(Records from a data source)
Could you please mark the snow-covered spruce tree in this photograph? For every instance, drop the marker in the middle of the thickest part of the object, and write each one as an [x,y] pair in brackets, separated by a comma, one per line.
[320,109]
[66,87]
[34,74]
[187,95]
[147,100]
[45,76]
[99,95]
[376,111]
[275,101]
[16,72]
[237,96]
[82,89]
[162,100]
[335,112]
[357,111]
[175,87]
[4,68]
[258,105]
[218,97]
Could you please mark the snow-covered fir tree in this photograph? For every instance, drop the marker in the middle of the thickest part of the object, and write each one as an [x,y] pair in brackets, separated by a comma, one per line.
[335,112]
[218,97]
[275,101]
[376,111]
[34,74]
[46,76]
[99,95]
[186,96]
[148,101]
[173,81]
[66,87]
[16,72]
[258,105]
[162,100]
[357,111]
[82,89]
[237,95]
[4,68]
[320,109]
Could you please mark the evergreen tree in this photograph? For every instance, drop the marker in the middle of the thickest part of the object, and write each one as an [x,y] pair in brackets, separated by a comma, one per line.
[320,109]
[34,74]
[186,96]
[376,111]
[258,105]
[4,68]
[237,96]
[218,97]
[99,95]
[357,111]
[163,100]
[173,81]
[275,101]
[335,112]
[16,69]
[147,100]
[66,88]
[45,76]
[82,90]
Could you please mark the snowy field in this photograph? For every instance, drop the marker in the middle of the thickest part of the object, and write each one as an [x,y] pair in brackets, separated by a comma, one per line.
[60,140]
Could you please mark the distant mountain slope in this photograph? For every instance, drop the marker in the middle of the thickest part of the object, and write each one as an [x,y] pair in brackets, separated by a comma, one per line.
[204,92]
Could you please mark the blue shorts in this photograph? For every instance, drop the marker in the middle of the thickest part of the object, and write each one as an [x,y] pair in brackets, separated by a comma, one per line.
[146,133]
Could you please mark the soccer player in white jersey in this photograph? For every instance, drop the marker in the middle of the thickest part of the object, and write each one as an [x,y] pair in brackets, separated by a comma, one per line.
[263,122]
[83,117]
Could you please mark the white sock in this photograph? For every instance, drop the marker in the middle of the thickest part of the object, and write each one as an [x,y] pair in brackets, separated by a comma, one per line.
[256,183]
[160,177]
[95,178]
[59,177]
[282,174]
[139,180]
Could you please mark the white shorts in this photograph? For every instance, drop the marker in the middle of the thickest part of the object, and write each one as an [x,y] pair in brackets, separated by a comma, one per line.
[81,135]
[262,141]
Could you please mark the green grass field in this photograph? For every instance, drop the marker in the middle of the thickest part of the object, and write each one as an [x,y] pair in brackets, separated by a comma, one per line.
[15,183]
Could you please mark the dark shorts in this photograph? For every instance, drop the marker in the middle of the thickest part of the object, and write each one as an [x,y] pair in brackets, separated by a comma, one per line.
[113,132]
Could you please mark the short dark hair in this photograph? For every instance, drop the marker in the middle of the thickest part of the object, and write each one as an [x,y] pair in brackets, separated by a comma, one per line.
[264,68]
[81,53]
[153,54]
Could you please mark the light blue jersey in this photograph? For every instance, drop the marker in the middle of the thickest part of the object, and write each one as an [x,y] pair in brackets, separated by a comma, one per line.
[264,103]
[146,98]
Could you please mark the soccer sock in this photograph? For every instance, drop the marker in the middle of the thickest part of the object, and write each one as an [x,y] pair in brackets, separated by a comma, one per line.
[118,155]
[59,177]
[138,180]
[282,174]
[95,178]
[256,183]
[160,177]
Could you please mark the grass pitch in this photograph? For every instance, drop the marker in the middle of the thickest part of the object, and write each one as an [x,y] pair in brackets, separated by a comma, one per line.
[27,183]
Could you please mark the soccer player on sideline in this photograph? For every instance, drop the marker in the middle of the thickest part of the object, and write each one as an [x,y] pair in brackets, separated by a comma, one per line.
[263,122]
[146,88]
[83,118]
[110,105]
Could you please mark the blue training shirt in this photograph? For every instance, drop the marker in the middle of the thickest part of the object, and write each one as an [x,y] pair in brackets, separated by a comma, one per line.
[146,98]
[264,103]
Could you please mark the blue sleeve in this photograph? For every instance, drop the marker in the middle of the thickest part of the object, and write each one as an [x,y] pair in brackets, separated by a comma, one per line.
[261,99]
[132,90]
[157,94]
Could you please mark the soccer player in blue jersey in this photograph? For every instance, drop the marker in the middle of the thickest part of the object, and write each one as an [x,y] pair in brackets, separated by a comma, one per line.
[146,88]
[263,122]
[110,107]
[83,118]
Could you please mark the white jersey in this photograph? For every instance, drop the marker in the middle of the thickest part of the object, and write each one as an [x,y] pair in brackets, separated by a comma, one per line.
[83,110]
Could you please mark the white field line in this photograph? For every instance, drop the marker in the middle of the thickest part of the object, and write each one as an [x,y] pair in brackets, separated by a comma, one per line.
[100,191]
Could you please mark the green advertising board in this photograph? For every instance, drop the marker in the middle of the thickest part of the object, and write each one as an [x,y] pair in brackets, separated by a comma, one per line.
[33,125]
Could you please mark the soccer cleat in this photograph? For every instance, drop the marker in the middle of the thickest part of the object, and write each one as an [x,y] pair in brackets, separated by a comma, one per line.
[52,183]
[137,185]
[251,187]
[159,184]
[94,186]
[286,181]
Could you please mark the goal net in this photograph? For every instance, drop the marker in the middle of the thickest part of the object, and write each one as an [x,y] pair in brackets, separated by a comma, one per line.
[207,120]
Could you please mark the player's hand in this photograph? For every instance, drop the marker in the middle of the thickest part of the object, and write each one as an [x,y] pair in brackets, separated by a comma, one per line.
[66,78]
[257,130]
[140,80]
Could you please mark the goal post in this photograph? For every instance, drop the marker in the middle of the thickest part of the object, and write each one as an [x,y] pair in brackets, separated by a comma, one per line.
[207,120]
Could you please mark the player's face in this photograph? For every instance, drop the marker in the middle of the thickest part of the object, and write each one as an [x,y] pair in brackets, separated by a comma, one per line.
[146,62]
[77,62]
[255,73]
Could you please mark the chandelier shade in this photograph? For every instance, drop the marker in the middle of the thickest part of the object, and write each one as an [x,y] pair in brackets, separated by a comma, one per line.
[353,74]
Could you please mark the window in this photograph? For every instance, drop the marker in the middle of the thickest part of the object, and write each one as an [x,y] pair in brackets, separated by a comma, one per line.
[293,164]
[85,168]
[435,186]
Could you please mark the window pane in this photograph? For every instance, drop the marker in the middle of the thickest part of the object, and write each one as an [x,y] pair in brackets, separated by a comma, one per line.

[REQUIREMENTS] Retype the listing above in full, with no alterations.

[FULL SOLUTION]
Could you please mark the snow-covered spruce tree in this photograph? For every instance, drop the marker in the middle of the thickest part of the object, and write each one as an [x,y] pair in brackets, separated by a comma, one per line.
[320,109]
[66,87]
[34,74]
[187,95]
[147,100]
[45,76]
[99,95]
[376,111]
[275,101]
[16,72]
[237,96]
[82,89]
[162,100]
[335,112]
[357,111]
[175,87]
[4,68]
[258,105]
[218,97]
Could you please mark the snow-covered fir tree in this photograph? For every instance, drop the marker in the middle of the thickest part of the object, and write each one as an [x,y] pair in brackets, separated by a comma, one per line.
[335,112]
[218,97]
[275,101]
[376,111]
[34,74]
[46,76]
[99,95]
[186,96]
[148,101]
[173,81]
[66,87]
[16,72]
[258,105]
[162,100]
[357,111]
[82,89]
[237,95]
[4,68]
[320,109]
Could you please mark the evergreen tree in this photograph? For every instance, drop the marker in the middle of the thickest part of the object, and write each one as an [x,y] pair in brackets, separated by a comma, one per line.
[320,109]
[34,74]
[186,96]
[376,111]
[258,105]
[4,68]
[237,96]
[218,97]
[99,95]
[357,111]
[163,100]
[173,81]
[275,101]
[335,112]
[16,69]
[147,100]
[66,88]
[45,76]
[82,90]
Could you please mark the snowy field in this photograph? For every instance, drop the marker in the middle of the thickest part of the object, and write each one as an [x,y] pair in brackets, separated by a comma, one per line.
[60,140]
Could you please mark the distant mountain slope in this photograph? For every instance, drop the marker in the middle of the thickest part of the object, and write each one as an [x,y] pair in brackets, separated by a comma, one per line.
[204,92]
Could you please mark the blue shorts in this photograph? For every instance, drop the marker in the middle of the thickest part of the object, and write each one as an [x,y] pair in brackets, separated by a comma, one per line.
[146,133]
Could you please mark the soccer player in white jersey in this photograph? For every instance, drop the marker in the middle of the thickest part of the object, and write each one as an [x,y] pair in brackets, separated by a comma, one per line.
[263,122]
[83,117]
Could you please mark the white sock in this photograph? For every instance, drop the marker in the middle of the thickest part of the object, and write each one as an [x,y] pair in brackets, separated by a comma, one per line.
[256,183]
[160,177]
[95,178]
[59,177]
[282,174]
[139,180]
Could you please mark the white shorts in this photograph? For every instance, drop the marker in the middle of the thickest part of the object, and write each one as an [x,y] pair in brackets, separated by a comma, one per line.
[81,135]
[262,141]
Could you please mark the green grass field in this photograph? For every instance, drop the marker in the middle of the thickest part of the object, and write each one as an [x,y] pair in brackets, separated by a comma, one per line.
[15,183]
Could you please mark the dark shorts in this photograph? For every instance, drop the marker in the middle of the thickest part of the object, and write each one as an [x,y] pair in brackets, separated by a comma, one per line.
[113,132]
Could you please mark the short dark hair in this photograph? For every instance, drop the marker in the middle of the thickest part of the object, and write each one as an [x,y] pair in brackets, separated by a comma, one per line.
[264,68]
[81,53]
[153,54]
Could you please mark the light blue jersey in this photograph? For every instance, drop the marker in the middle of the thickest part of the object, and write each one as an [x,y] pair in brackets, separated by a comma, one per line.
[264,103]
[146,98]
Could you please mark the soccer sock in this photograph? For every instance, drop the marker in the middle of the thickest part of the object, and write each one as an [x,y] pair in brackets, separated by a comma, one per line.
[118,155]
[59,177]
[138,180]
[282,174]
[95,178]
[256,183]
[160,177]
Could you please mark the grass pitch in this photograph? For every instance, drop the marker in the middle of the thickest part of the object, and write each one as an [x,y] pair in brackets, separated by a comma, one per line.
[27,183]
Could you please mark the soccer player on sideline in this photograph? For every instance, drop the marker in the middle of the thickest part of the object, and write each one as an [x,y] pair in brackets, separated by a comma, one per line.
[263,122]
[146,88]
[83,118]
[110,105]
Could you please mark the blue training shirt in this photograph? For every instance, drop the marker in the middle of the thickest part of the object, and write each one as an [x,y] pair in brackets, separated by a comma, one per line.
[146,98]
[264,103]
Could you please mark the blue sleeve in this photograph? For every instance, drop the marker in the middle of the thickest part of the object, and write each one as an [x,y] pair in brackets, separated by a comma, one per line.
[261,99]
[132,90]
[157,94]
Could you please mark the soccer player in blue jersey in this photograph? For every instance, drop the marker in the middle of the thickest part of the object, and write each one as an [x,y] pair in brackets, separated by a comma, one per line.
[146,88]
[263,122]
[110,107]
[83,118]
Could you please mark the white jersey in this photograph? For every instance, drop the marker in the middle of the thickest part of the object, and write each one as an [x,y] pair in brackets, separated by a comma, one per line.
[83,110]
Could you please mark the white field line in this photograph? For every instance, drop the marker in the middle of the thickest part of the object, and write each one as an [x,y] pair in brackets, separated by a comma, one per line.
[100,191]
Could you please mark the green advertising board in this photograph? For every instance, drop the marker in the middle of the thickest part of the object, and write each one as an [x,y] pair in brackets, separated by a comma, one per line.
[33,125]
Could you please mark the soccer cleat in this photograph? For every instance, drop the marker in the middle of the thickest part of the object, and write each one as an [x,y] pair in brackets, separated by a comma, one per line.
[52,183]
[137,185]
[251,187]
[159,184]
[94,186]
[286,181]
Could you please mark the goal net in this photograph? For every instance, drop the marker in the middle of the thickest part of the object, and write each one as an [x,y] pair in brackets, separated by a comma, one per line.
[207,120]
Could you please mark the player's hand in this photograph? For every instance, drop the marker in the middle of the thickest part of the object, and write each one as an [x,y] pair in brackets, separated by a comma, one per line.
[66,78]
[257,130]
[140,80]
Could you please mark the goal post in this photograph? For every instance, drop the marker in the middle of the thickest part of the object, and write each one as an [x,y] pair in brackets, separated by a comma, one per line.
[207,120]
Could you please mark the player's face in this photograph? For every instance, drop the marker in the middle of the thickest part of the object, and write each one as an [x,y] pair in brackets, separated by a comma, one per line.
[146,62]
[77,62]
[255,73]
Could you please mark the chandelier shade in this photograph? For every instance, drop the marker in the middle of the thickest part of the object, and write each one as an [x,y] pair in brackets, separated by a comma, one per line.
[353,74]
Could you please mark the window in this photograph? For every instance, drop the marker in the middle of the thickest part of the object, and write each one as an [x,y] pair in brackets, separated by a comma, one per line.
[293,164]
[85,168]
[435,186]
Could you please mark the window pane in this photograph? For every instance, drop the marker in the middle of the thickest part of the object, and write each one as an [x,y] pair in brackets, separated by a comma, one per line.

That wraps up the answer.